+++ Given passage

Strange performance issue

Dan Stromberg drsalists at gmail.com
Tue Oct 6 14:09:18 EDT 2009


Steven D'Aprano wrote:
> On Mon, 05 Oct 2009 22:31:05 -0700, Dan Stromberg wrote:
>
>   
>> I'm rewriting 3 programs as one program - from Python with Tkinter to
>> Python with pygtk, both on Windows XP.
>>
>> My new version formats an SD card and preallocates some file space in
>> about 3 minutes with "Optimize Performance" selected, and in about 30
>> minutes with "Optimize for Quick Removal" selected.  Needless to say, I
>> don't like the 27 minute penalty much.
>>     
>
> I don't understand what that means. How are you formatting the SD card?
>   
The FormatEx function via ctypes.
> I'm guessing that Optimize for Quick Removal means that every write is 
> immediately synced to disk. That will probably be slow, no matter what.
>   
Yes, presumably Optimize for Quick Removal is a write-through cache 
(synchronous) and "Optimize for Performance" is a write-back cache 
(asynchronous).
>   
>> But the old version of the program formats and preallocates in 3 minutes
>> irrespective of whether the drive is in "optimize performance" or
>> "optimize for quick removal".
>>     
>
> I suspect that if there was no performance penalty in the old version, it 
> was because you inadvertently were always using "Optimize Performance" no 
> matter what.

++++++
+++ Data excerpts

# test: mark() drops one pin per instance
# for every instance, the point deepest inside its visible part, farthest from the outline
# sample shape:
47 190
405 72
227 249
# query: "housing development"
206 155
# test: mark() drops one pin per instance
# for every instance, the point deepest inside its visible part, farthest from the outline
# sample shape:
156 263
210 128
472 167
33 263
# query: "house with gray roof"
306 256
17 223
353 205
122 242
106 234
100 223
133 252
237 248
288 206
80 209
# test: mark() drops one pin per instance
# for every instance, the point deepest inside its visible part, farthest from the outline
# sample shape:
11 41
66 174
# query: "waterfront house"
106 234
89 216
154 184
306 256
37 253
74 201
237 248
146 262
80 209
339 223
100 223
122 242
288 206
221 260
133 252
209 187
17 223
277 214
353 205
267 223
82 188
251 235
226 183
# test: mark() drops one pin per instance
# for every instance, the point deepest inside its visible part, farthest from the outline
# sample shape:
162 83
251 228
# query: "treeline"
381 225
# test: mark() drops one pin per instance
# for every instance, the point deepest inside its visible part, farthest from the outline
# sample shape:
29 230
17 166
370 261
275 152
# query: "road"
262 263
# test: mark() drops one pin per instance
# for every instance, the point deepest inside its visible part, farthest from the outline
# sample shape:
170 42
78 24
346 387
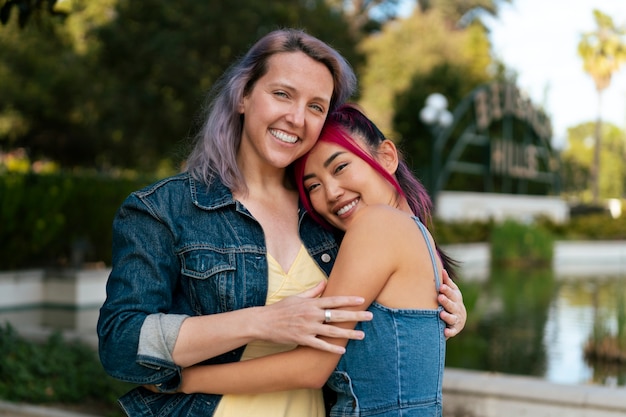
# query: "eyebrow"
287 86
326 163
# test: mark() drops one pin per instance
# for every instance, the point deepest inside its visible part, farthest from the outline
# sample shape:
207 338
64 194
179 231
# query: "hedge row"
58 219
65 219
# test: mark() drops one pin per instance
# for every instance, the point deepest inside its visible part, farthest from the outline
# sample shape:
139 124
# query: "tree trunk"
595 170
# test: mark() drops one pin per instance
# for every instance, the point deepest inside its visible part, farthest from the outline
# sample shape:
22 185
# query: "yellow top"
304 274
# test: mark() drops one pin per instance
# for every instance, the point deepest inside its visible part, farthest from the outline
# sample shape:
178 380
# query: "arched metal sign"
498 142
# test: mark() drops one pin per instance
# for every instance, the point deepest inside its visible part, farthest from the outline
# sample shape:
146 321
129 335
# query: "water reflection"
531 323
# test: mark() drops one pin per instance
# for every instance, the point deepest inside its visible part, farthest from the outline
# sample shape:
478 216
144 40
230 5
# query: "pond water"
519 322
531 323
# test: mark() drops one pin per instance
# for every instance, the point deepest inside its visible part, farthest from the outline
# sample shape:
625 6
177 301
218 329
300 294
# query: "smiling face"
340 183
285 111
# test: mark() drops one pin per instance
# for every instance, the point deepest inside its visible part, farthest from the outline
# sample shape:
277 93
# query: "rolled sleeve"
158 335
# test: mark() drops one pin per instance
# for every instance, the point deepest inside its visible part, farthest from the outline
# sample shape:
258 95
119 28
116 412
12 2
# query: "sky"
539 40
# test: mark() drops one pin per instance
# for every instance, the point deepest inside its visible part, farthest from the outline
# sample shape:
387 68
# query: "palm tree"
603 52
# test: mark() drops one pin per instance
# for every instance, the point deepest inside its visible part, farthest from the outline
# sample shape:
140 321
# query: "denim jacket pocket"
210 277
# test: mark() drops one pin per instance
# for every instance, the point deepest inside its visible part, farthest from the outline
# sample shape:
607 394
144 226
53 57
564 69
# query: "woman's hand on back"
301 318
454 313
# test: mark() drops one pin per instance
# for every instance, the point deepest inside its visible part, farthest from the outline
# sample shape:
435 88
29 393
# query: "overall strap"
431 251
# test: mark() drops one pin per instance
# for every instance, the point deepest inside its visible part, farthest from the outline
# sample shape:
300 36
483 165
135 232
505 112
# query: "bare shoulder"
381 221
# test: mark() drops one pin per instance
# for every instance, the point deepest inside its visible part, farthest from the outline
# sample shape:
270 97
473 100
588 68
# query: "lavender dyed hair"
216 145
341 126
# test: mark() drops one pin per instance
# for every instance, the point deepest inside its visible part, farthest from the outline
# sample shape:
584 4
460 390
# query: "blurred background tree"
603 52
577 161
119 84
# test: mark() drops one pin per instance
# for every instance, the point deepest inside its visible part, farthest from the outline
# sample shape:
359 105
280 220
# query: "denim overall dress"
398 369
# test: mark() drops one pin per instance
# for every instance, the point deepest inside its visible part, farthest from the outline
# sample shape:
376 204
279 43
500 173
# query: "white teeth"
283 136
344 209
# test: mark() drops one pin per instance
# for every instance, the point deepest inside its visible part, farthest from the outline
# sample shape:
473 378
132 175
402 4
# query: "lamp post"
436 116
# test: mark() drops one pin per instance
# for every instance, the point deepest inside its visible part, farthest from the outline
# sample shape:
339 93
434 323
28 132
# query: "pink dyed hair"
340 128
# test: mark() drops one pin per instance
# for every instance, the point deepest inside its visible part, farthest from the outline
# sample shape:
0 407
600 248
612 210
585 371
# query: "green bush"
45 219
56 372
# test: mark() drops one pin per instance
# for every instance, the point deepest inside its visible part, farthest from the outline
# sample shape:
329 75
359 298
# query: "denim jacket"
182 248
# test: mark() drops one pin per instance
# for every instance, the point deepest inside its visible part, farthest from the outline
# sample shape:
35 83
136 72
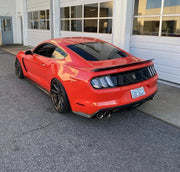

++++++

Set exercise 1:
Can you copy the stretch of the post that opens with the words containing "Dan Stromberg drsalists" and closes with "on Windows XP."?
Set exercise 2:
Which rows contain the string "denim"? Collect each of those rows, treating uppercase and lowercase as different.

Result 1:
Dan Stromberg drsalists at gmail.com
Tue Oct 6 14:09:18 EDT 2009


Steven D'Aprano wrote:
> On Mon, 05 Oct 2009 22:31:05 -0700, Dan Stromberg wrote:
>
>   
>> I'm rewriting 3 programs as one program - from Python with Tkinter to
>> Python with pygtk, both on Windows XP.

Result 2:
# query: "denim jacket pocket"
# query: "denim overall dress"
# query: "denim jacket"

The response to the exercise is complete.